### WRITTEN INSTRUCTION
Transcribe everything in the data word for word. Pictures are left out.

### DATA
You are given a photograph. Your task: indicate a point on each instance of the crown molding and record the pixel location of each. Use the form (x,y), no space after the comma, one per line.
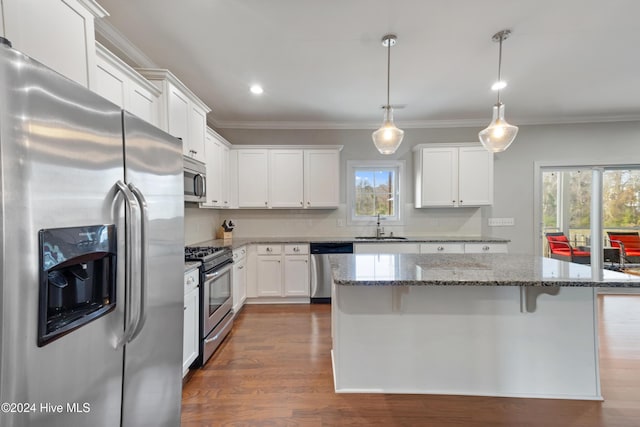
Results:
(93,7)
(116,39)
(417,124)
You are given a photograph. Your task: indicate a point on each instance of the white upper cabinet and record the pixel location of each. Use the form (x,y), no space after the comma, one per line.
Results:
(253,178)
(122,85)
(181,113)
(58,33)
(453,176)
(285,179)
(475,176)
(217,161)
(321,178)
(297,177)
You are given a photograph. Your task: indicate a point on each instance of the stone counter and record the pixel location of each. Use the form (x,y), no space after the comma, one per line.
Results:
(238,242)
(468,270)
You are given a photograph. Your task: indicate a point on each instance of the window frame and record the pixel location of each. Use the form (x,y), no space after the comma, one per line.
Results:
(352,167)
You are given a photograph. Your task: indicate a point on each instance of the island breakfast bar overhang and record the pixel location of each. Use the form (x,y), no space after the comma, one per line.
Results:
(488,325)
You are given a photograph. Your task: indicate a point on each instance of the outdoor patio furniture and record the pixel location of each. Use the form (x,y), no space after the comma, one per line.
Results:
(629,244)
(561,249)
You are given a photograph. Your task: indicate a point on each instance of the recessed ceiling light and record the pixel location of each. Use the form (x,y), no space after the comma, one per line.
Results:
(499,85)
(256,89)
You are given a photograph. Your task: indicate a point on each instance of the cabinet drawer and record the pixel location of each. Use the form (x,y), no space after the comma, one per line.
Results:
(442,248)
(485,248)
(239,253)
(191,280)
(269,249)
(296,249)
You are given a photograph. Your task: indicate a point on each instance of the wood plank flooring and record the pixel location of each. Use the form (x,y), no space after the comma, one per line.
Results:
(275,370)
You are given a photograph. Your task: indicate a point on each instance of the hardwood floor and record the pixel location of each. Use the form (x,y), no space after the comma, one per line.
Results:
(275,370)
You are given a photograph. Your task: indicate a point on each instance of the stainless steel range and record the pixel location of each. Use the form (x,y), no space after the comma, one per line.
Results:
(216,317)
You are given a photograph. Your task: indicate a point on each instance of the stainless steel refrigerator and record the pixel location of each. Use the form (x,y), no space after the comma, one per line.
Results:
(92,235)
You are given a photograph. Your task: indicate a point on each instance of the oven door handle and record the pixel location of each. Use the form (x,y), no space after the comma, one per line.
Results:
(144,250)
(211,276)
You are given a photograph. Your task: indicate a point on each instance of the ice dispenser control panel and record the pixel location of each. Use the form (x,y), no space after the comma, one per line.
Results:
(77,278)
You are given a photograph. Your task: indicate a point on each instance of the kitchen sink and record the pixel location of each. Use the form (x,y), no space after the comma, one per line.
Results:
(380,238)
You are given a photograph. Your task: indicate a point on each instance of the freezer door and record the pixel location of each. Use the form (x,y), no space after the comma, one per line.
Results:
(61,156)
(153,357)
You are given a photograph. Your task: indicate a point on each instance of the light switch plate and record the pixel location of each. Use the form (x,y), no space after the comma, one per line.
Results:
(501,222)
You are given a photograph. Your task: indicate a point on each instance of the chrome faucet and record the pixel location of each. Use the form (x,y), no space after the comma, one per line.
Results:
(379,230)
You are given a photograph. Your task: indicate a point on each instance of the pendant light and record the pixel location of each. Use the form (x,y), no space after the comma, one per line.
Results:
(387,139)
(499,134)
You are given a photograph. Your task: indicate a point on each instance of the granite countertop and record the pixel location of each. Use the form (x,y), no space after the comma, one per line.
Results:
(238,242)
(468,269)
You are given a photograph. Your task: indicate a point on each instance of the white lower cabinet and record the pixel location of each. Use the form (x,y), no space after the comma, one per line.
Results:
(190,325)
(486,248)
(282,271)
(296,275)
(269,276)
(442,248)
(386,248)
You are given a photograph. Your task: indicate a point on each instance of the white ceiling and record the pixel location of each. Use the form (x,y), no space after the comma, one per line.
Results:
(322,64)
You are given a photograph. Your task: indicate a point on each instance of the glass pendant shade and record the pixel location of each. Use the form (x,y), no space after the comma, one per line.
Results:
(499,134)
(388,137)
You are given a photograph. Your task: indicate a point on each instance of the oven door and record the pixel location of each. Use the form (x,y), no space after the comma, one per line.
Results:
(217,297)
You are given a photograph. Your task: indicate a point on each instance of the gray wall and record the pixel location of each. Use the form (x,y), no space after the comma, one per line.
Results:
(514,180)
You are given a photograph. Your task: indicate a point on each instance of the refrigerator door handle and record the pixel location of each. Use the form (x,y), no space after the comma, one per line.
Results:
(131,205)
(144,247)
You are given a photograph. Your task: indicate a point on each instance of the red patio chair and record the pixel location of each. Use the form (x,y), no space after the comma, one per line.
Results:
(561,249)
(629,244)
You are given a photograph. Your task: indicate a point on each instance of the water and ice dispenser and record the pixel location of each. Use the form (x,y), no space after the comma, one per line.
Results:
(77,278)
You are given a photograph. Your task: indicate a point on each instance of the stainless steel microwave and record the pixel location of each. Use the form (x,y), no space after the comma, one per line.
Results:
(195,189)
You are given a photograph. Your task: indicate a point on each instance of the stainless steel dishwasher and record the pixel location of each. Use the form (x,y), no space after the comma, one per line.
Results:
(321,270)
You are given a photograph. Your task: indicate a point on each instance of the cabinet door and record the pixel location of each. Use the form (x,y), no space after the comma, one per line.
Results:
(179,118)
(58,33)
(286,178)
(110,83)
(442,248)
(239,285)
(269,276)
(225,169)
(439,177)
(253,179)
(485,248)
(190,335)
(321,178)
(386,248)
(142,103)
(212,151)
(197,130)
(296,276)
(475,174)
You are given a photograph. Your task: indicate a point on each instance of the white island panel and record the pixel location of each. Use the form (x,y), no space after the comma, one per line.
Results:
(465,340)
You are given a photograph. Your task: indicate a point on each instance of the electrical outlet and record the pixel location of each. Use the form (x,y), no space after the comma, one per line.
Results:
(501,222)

### SOLUTION TO THIS PROBLEM
You are given a photograph. Your task: indicate a point on each instance of the crown molding and record the pixel location of each. Use the form (x,y), no space after the comma, one per line.
Results:
(93,7)
(116,39)
(417,124)
You are given a photograph. Your task: indicate a point on each instance of the white upper cabinet and record the pixel location of each. Use the form (x,y), no space after the comma, one per line.
Results:
(253,178)
(122,85)
(181,113)
(58,33)
(453,176)
(285,179)
(475,176)
(217,161)
(321,178)
(297,177)
You are given a photograph. Your task: indicate a point on each instance of the stone counter and record the pixel location of each. Use the form (x,y), no space after the comma, one per line.
Results:
(238,242)
(468,270)
You are given a photograph. Your task: indicate a point on each instance of the window frame and record the pixel location of each. Use the form (x,y), no space after the comma, one per line.
Results:
(352,167)
You are given a photograph. Your task: indicate a point on each instance of the island breakfast bar overhang and record the pixel location of each. Use the form (x,y), no space after the comma, one per line.
Results:
(488,325)
You are given a photograph. Your task: indicate a point on each instance of the outdoor patio furniture and record the pixel location of each. Use the form (x,y), no space after the comma, one per line.
Results:
(629,244)
(561,249)
You are given a photograph. Your task: indicate a point on each instance of the recessed ceiling light and record the pixel location of each. Use the form (x,y), no space after the comma, one per line.
Results:
(499,85)
(256,89)
You are given a photograph. Your task: indicate a point on each instance of the cabinet drawer and record the pixel location of each. Use the form (x,y), no space after the comma, one per line.
Results:
(442,248)
(485,248)
(239,253)
(191,280)
(269,249)
(296,249)
You are given a photograph. Your task: indicate a point on each instance of the wood plank flooring and record the pixel location of each. Use the form (x,y), no space after the comma, one per line.
Results:
(275,370)
You are given a photograph. Your task: indicate a point on each instance of the hardwood floor and record the pixel location of each. Use the form (x,y), no space after the comma, one per line.
Results:
(275,370)
You are given a photograph. Your task: indicate a point on each instance of the stainless steel range and record the pixel location of each. Use the form (x,y), no space after the comma, one per line.
Results:
(216,317)
You are given a photograph. Your task: indicate a point on each instance of the stainless steel refrigerator and record the pixel location of each. Use the form (x,y), no space after the comma, one per line.
Results:
(92,235)
You are given a photograph. Your task: indicate a point on each instance of the oven door handle and record the pixel location of each. Use the form (x,y), no space after the comma, one per line.
Results:
(144,250)
(211,276)
You are given a photograph. Your task: indicate a point on each instance of the ice dispenser control panel and record the pixel location of each. Use the form (x,y), no space after the comma, one per line.
Results:
(77,278)
You are given a photograph. Your task: indicate a point on each instance of the kitchen sink and record the pixel location of each. Use the form (x,y), no space after the comma, one per line.
Results:
(380,238)
You are given a photograph. Your task: indicate a point on each instance of the freezer door and record the pixel location of each. Use the form (x,y), no space after the comma, one per line.
Results:
(61,156)
(153,357)
You are given a photograph. Your task: indicate a point on each instance of the light switch plate and record the pixel location of each. Use the form (x,y), no space after the comma, one per line.
Results:
(501,222)
You are given a photograph. Your task: indicate a point on each instance of the chrome faucet and record the pixel location of each. Use the form (x,y), no space after the comma, one per line.
Results:
(379,230)
You are given a photograph. Your task: indicate a point on each instance of the pendant light and record the pixel location of each. Use the form (x,y), no space after the comma, one per line.
Results:
(387,139)
(499,134)
You are given a photograph. Your task: indicate a point on each instance of the granite countertop and record the pixel location of each. Use the form (x,y), no space after the comma, one per line.
Results:
(238,242)
(468,269)
You are given a photograph. Your task: indicate a point on each instance of the white lower cabinet and record the pixel location of each. Use the form (x,y), no space after the comma, one per line.
Results:
(190,325)
(486,248)
(282,271)
(296,275)
(269,276)
(442,248)
(386,248)
You are given a photograph. Your task: indicate a point on each instance of the white ceiling and record the pixel location of each. Use the form (x,y), no space after the comma, one per line.
Results:
(322,64)
You are given a photograph. Your task: indicate a point on each instance of the glass pendant shade and record the pixel location of each. Use the form (x,y), no space after the comma, one per line.
Results:
(499,134)
(388,137)
You are given a photograph. Your task: indicate a point on each instance of the oven door and record the pixel location of each. Use the form (x,y), no space after the comma, one per line.
Results:
(217,297)
You are given a photograph. Your task: indicate a point on each instance of the gray wall and record the pixel location of each. Use the form (x,y), no space after the comma, one per line.
Results:
(514,180)
You are given a photograph. Your task: indicate a point on each instance of the refrigerator door handle and record the pixel location of each. Use the form (x,y), no space after the comma, one per line.
Results:
(131,205)
(144,247)
You are given a photograph. Your task: indicate a point on each instance of the red patio chair and record the pixel location of each. Use the form (x,y), no space after the comma, one per line.
Results:
(561,249)
(629,244)
You are given a photograph. Your task: indicate a point on each instance of the water and ice dispenser and record the pixel location of each. Use the form (x,y), no space after the comma, one per line.
Results:
(77,278)
You are given a photograph. Your task: indicate a point on each instance of the stainless steel microwave and record the pixel location of each. Use the form (x,y), no space after the comma, one per line.
Results:
(195,189)
You are given a photograph. Your task: indicate a point on each instance of the stainless steel dishwasher and record the pixel location of each. Use the form (x,y), no space after the comma, one per line.
Results:
(321,270)
You are given a photograph. Your task: indicate a point on each instance of the cabinet door and record the pixel location of each. Use the form (x,y), no space after the comma, one per line.
Results:
(179,118)
(58,33)
(286,178)
(110,83)
(442,248)
(239,285)
(269,276)
(225,169)
(439,177)
(253,179)
(485,248)
(190,335)
(321,178)
(386,248)
(142,103)
(212,151)
(197,130)
(296,276)
(475,174)
You are given a photograph. Your task: indicate a point on each instance of the white island panel and record the pixel location of each. Use the form (x,y), no space after the comma, one per line.
Results:
(465,340)
You are given a photograph. Your task: indicate a point on each instance of the electrical outlet and record the pixel location of each. Use the form (x,y), no space after the comma, one per line.
Results:
(501,222)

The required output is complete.